### Requirement
In the entries that follow, identify the line containing "A single point falls on each instance of the driftwood" and return it together with all later lines, exactly as they appear.

### Record excerpts
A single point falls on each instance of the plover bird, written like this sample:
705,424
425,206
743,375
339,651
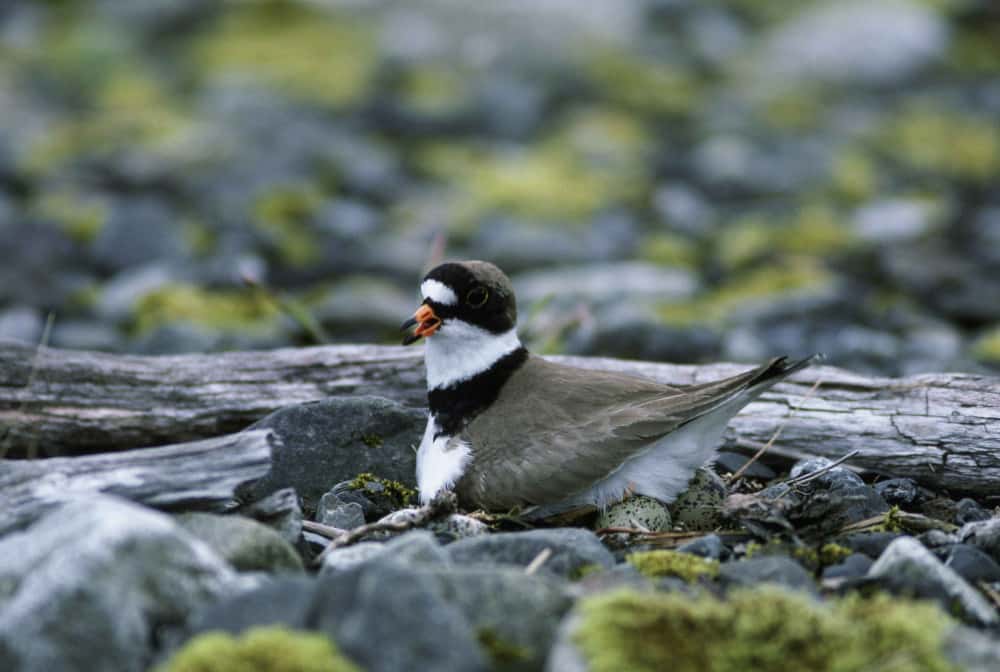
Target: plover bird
508,429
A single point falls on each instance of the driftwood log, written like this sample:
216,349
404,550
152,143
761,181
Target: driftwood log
941,429
200,475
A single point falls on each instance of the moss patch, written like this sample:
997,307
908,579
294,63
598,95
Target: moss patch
762,630
673,563
747,289
591,162
271,649
399,493
945,143
228,310
328,58
282,213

### Output of the exercise
A single point falls on each instance of the driftwood log, written like this sample:
216,349
404,550
152,143
761,181
Target: driftwood log
941,429
200,475
A single point falls on each instance of the moss patch, written like this sample:
997,307
908,579
294,63
598,95
Target: moss patch
762,630
673,563
747,289
591,162
271,649
399,493
945,143
228,310
328,58
282,213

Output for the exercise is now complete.